### Extract

Q&A: Bringing Equity Back to California School Funding

March 21, 2013

Editor’s Note: California Gov. Jerry Brown has proposed a new formula for funding the state’s public schools. Known as the Local Control Funding Formula, the plan seeks to address glaring inequities plaguing the current K-12 school finance system. In 2008, State Board of Education President Michael Kirst co-authored a policy brief that became the foundation for Brown’s proposed formula. NAM editor Peter Schurmann spoke with Kirst about how the state ended up with the system now in place and whether the governor’s formula can help turn things around.

New America Media: If education experts agree on anything, it’s that California’s current school funding system is a wreck. How did we get to this point?

Michael Kirst: California was the nationwide leader in school-finance equity up to 1971. That year, the state’s Supreme Court ruled in Serrano v. Priest that the system was unconstitutional because it was based on property tax wealth in California’s more than 1,000 districts. The court was convinced there was a correlation between the wealth of property in the district and the spending level.

This was a major issue in the 1974 campaign for governor, and I was brought in as the advisor for Gov. Brown to solve it. The courts said, “Just make sure the districts are spending about the same amount of money, even if their property tax values vary enormously.”

### Problem description
Please continue the interview above on California school funding from its last line.

Pointing data grounded in images
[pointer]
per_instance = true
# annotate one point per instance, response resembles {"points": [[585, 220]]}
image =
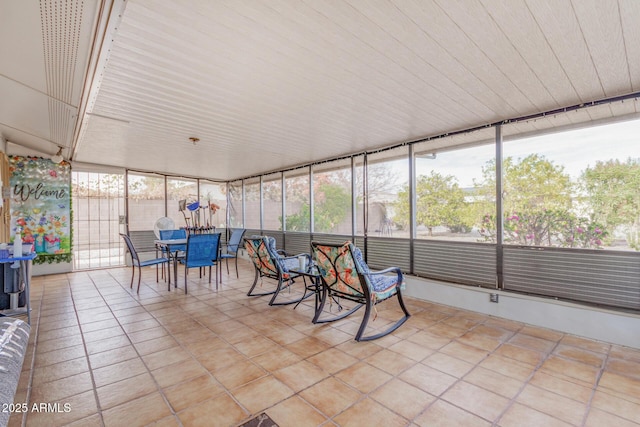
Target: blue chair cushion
{"points": [[384, 286]]}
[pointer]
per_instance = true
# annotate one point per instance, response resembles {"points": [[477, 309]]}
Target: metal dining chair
{"points": [[230, 250], [202, 251], [135, 261]]}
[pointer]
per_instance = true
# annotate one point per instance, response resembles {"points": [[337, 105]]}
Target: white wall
{"points": [[589, 322]]}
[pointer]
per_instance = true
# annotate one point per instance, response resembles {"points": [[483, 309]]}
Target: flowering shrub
{"points": [[546, 227]]}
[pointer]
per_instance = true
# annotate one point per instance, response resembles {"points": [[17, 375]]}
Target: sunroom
{"points": [[489, 149]]}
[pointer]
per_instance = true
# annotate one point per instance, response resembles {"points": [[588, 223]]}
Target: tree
{"points": [[440, 202], [332, 204], [613, 196], [538, 206]]}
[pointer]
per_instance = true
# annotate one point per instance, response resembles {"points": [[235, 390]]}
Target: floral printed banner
{"points": [[40, 204]]}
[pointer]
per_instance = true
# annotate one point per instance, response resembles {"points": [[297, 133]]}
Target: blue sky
{"points": [[575, 150]]}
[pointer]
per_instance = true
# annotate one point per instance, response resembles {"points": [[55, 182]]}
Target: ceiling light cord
{"points": [[57, 158]]}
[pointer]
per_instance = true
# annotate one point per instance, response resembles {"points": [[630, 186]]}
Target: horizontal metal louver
{"points": [[466, 263], [253, 232], [383, 252], [599, 277], [334, 239], [297, 243]]}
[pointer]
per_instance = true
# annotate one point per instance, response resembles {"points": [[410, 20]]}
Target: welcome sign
{"points": [[40, 205]]}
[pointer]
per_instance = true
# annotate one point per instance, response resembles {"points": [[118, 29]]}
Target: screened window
{"points": [[272, 202], [98, 202], [574, 189], [236, 219], [214, 195], [146, 201], [252, 204], [332, 197], [187, 190], [455, 193], [298, 209], [388, 189]]}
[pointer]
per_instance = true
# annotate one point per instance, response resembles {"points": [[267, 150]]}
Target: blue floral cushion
{"points": [[384, 286]]}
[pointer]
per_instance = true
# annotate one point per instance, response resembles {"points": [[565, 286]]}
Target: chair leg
{"points": [[392, 328], [133, 273], [139, 277], [255, 282], [365, 320]]}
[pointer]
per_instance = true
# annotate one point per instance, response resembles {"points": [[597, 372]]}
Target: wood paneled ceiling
{"points": [[267, 85]]}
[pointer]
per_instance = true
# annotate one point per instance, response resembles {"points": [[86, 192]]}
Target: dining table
{"points": [[172, 248]]}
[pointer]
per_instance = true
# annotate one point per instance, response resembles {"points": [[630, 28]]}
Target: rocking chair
{"points": [[274, 264], [345, 275]]}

### Written answer
So we leveled the high-spending districts down and leveled the low-spending districts up. Finally, something like 95 percent of pupils were enrolled in districts that were spending within $300 of each other. The courts said, “Fine, you’ve done your job.” And they ended the suit.

Well, that left us with no adjustments for special needs. And then the categorical programs [legally required, such as special education] began to really proliferate.

NAM: In your view, will Gov. Brown’s proposed Local Control Funding Formula be effective in returning the state to a more equitable system?

Kirst: The plan really adjusts for pupil needs in a way that the current formula does not. As the state added categorical programs, some of them were directed toward needy pupils, but many were not.

As we discussed, the Serrano decision in 1971 was very important in pushing school finance equity. But it merely [said] school districts should spend about the same amount. It ignored [adjusting] the finance system to differing needs of pupils, rather than just worrying about the differences in spending between districts like Beverly Hills and low-income Baldwin Park, for example.

The other thing that is important is the [formula’s] concentration factor. This is really important for California, where so many students live in districts with high concentrations of not only low-income students, but also English learners. [In the new formula] we felt there are special circumstances like these that deserve even higher weightings.

NAM: Previous attempts have been made to pass similar formulas. What’s changed in Sacramento that might give this one a fighting chance?

Kirst: I would say it’s gubernatorial leadership. The governor’s office in California is inherently very powerful, [and Gov. Brown] has really seized this issue in a passionate and committed way, rather than in just an intellectual way.

These things are not easily generated by the legislature because they’re so divided ... Interest groups couldn’t really coalesce over this either because they have members with all kinds of pupil backgrounds. That’s been the pattern in California for the past 30 years. If you don’t have the governor, you really can’t do it.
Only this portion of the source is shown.